# Aufgabe 1
Wo bezogen die fünf Frauen laut dem Text über die „Hausmütterchen“ im Schützenverein beim Schützenfest Stellung?
# Aufgabe 2
Übernehmen Sie aus dem Text über die „Hausmütterchen“ im Schützenverein den Abschnitt zwischen „Beim Schützenfest haben“ und „gut gesehen werden.“, beide einschließlich, ohne jede Änderung.
# Aufgabe 3
Schreiben Sie den Text über die „Hausmütterchen“ im Schützenverein im Anschluss an seinen letzten Satz weiter.

# Ausgewählter Auszug
☆ ☆ ☆
Die „Hausmütterchen“ trumpfen auf
Wir schreiben das Jahr 1955, als Elli Friedrichs, Irmgard Güldner und Luise Sandmann es leid sind, jeden Dienstagabend auf ihre Männer zu warten, bis die vom Übungsschießen „mit anschließendem Umtrunk“ nach Hause kommen . Sie beschließen, in die Männerdomäne „Schützenverein“ einzubrechen und ihre Gatten vor vollendete Tatsachen zu stellen. Heimlich nähen sie sich mit zwei weiteren „Leidensgenossinnen“ eine Uniform, die der der Männer angepasst war: graue Uniformjacke mit grünem Kragen.
Beim Schützenfest haben die nunmehr fünf Damen ihren großen Auftritt. Sie beziehen Stellung auf der Treppe des Gasthauses Heise (heute Restaurant „Ikaros“) und erwarten den Festumzug, der sich vom Festplatz in der Alten Aue her nähert. Von ihrem erhöhten Standort haben sie nicht nur einen guten Blick über die vielen Schaulustigen an der Heise-Kreuzung und auf den sich nahenden Festzug, sondern können auch gut gesehen werden.
☆ ☆ ☆
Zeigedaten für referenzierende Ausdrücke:
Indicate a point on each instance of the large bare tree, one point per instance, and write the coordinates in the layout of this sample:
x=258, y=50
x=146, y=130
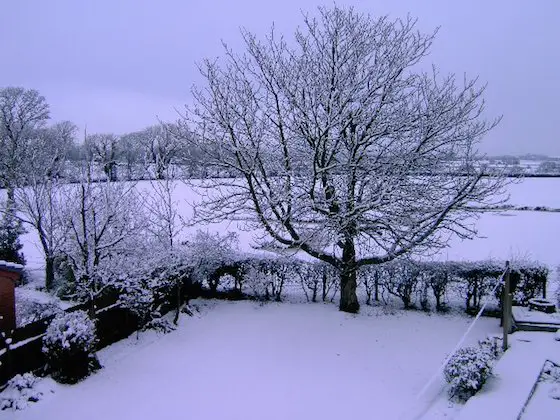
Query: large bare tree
x=343, y=146
x=40, y=201
x=22, y=112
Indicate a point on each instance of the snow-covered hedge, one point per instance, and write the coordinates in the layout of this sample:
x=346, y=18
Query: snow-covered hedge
x=69, y=345
x=20, y=392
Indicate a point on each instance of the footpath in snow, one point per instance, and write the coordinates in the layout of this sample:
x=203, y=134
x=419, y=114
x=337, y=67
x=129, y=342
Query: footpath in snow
x=506, y=392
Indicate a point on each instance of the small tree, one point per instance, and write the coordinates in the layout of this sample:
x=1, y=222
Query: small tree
x=22, y=112
x=10, y=231
x=161, y=148
x=40, y=200
x=104, y=150
x=340, y=145
x=106, y=221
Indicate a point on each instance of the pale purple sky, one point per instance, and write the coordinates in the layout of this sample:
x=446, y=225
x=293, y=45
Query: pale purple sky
x=117, y=64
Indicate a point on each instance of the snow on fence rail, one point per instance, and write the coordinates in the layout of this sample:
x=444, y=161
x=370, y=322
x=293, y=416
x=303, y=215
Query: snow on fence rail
x=269, y=278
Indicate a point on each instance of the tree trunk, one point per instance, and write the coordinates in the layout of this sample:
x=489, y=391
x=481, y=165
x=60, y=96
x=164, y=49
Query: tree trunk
x=348, y=298
x=49, y=273
x=348, y=282
x=376, y=279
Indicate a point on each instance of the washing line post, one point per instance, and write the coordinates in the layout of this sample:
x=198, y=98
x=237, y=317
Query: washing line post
x=506, y=309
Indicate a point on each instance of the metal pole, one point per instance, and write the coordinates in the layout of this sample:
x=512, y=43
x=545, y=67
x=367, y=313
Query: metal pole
x=506, y=310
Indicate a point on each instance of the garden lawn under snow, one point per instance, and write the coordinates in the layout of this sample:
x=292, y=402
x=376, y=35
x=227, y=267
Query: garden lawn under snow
x=242, y=360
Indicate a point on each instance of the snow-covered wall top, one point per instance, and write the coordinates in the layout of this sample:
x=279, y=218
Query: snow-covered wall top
x=10, y=266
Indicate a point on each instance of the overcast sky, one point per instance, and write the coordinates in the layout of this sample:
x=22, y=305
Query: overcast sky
x=117, y=65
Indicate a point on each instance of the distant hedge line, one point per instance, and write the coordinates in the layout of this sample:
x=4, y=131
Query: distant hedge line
x=413, y=282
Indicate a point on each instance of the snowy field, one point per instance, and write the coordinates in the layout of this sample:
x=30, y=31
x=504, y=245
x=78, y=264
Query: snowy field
x=278, y=361
x=507, y=235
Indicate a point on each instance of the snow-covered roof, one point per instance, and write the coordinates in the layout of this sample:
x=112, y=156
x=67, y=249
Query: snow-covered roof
x=10, y=266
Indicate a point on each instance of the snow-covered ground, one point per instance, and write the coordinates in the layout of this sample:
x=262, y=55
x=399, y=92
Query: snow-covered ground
x=278, y=361
x=509, y=235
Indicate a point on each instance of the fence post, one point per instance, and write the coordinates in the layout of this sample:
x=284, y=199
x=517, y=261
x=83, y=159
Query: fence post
x=506, y=308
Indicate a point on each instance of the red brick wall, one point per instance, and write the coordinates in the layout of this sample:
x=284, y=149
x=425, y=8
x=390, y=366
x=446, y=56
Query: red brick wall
x=8, y=280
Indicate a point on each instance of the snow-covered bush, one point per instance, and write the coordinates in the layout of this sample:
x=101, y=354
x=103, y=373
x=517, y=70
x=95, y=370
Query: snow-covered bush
x=557, y=285
x=401, y=279
x=438, y=276
x=207, y=252
x=475, y=280
x=69, y=345
x=257, y=282
x=162, y=325
x=29, y=310
x=20, y=392
x=468, y=370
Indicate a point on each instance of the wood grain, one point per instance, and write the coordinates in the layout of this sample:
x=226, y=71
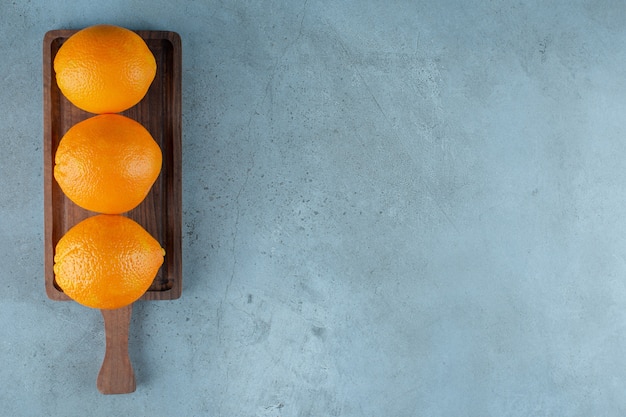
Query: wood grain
x=160, y=112
x=116, y=373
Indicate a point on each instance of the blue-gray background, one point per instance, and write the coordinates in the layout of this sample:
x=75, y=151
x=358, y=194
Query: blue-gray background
x=406, y=208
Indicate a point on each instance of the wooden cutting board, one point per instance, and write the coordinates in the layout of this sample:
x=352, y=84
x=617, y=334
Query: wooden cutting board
x=160, y=213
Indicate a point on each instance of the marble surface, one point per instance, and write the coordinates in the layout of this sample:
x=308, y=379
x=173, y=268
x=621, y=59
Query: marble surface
x=401, y=208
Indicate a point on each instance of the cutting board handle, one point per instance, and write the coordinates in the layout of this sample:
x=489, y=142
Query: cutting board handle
x=116, y=374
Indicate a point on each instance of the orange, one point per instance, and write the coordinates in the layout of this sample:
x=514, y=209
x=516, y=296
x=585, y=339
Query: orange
x=106, y=261
x=104, y=69
x=107, y=163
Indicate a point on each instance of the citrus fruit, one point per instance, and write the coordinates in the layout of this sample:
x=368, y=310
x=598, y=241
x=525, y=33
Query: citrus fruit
x=106, y=261
x=104, y=69
x=107, y=163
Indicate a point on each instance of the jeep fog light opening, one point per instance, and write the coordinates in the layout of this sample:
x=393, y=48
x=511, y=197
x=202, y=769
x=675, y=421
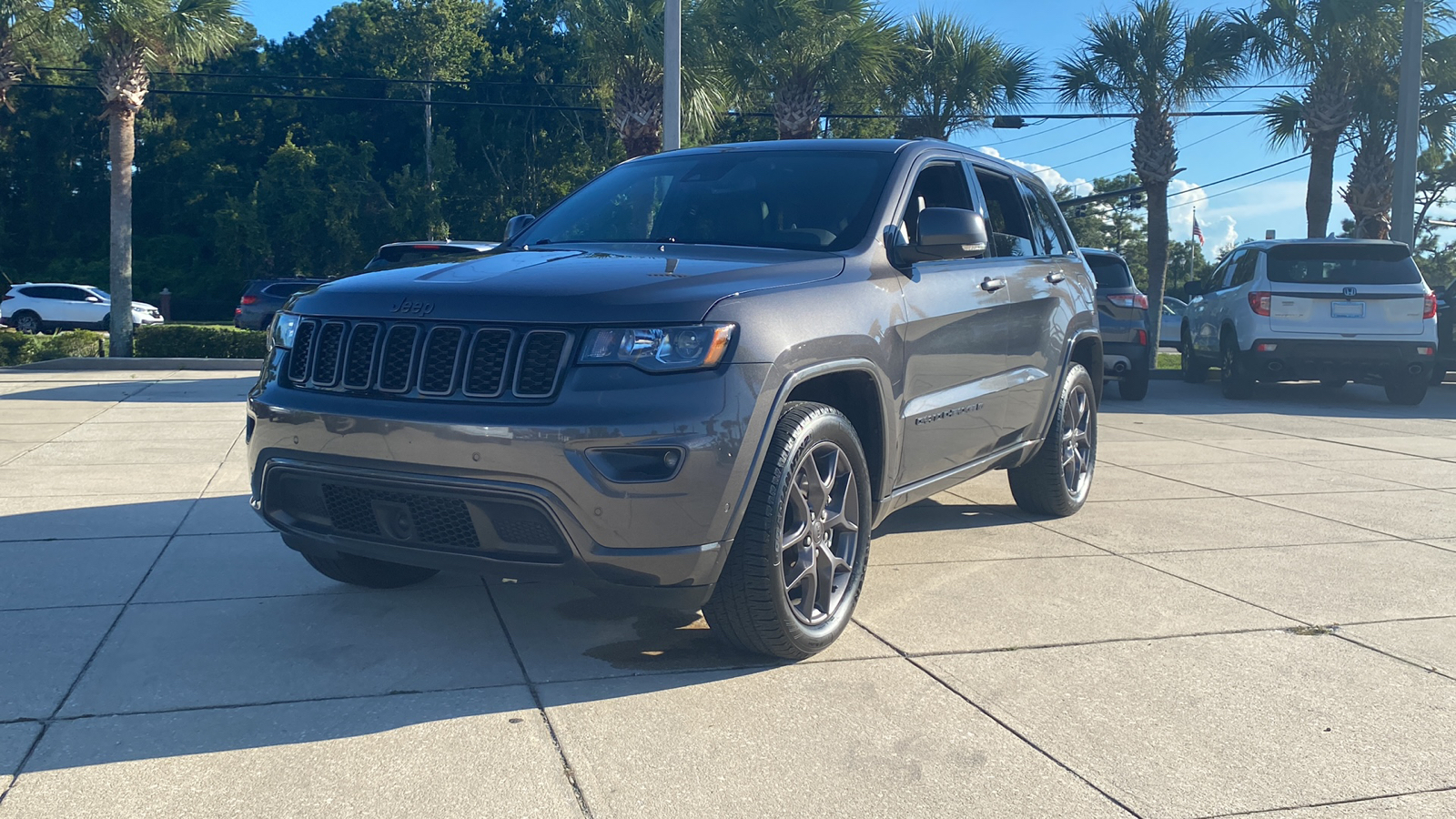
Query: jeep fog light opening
☆ ☆ ☆
# Antwort 1
Auf der Treppe des Gasthauses Heise (heute Restaurant „Ikaros“).

# Antwort 2
Beim Schützenfest haben die nunmehr fünf Damen ihren großen Auftritt. Sie beziehen Stellung auf der Treppe des Gasthauses Heise (heute Restaurant „Ikaros“) und erwarten den Festumzug, der sich vom Festplatz in der Alten Aue her nähert. Von ihrem erhöhten Standort haben sie nicht nur einen guten Blick über die vielen Schaulustigen an der Heise-Kreuzung und auf den sich nahenden Festzug, sondern können auch gut gesehen werden.

# Antwort 3
Als die letterschen Schützen die fünf schmucken Damen erblicken, sind sie wohl erst fassungslos (was hinterher keiner zugeben wollte) und danach begeistert. Der Gedanke an die Gründung einer Damenabteilung nistet sich in der Folge langsam, aber stetig in das Hirn zahlreicher Schützen ein und so wird in der darauf folgenden Jahresversammlung ein entsprechender Beschluss gefasst: trotz der Bedenken einiger Schützenbrüder, hier könnte „eine Kaffeeklatschrunde“ entstehen.
Wohl um die Übersicht nicht ganz zu verlieren, wählt die „männerdominierte“ Versammlung mit Karl-Heinz Friedrichs einen Mann als erste Damenleiterin. Und der nimmt seine Aufgabe ernst, so dass die schießsportliche Ausbildung der Damen und das intensive Training bald erste Früchte zeigen. So wird Ingrid Güldner (heute heißt sie Harmsen) 1961 Dritte beim Bundesschießen in München. Auf Kreisebene müssen die letterschen Damen noch einige Zeit „auf Gegner“ warten, denn in vielen Schützenvereinen kommt es erst später zur Gründung von Damenabteilungen.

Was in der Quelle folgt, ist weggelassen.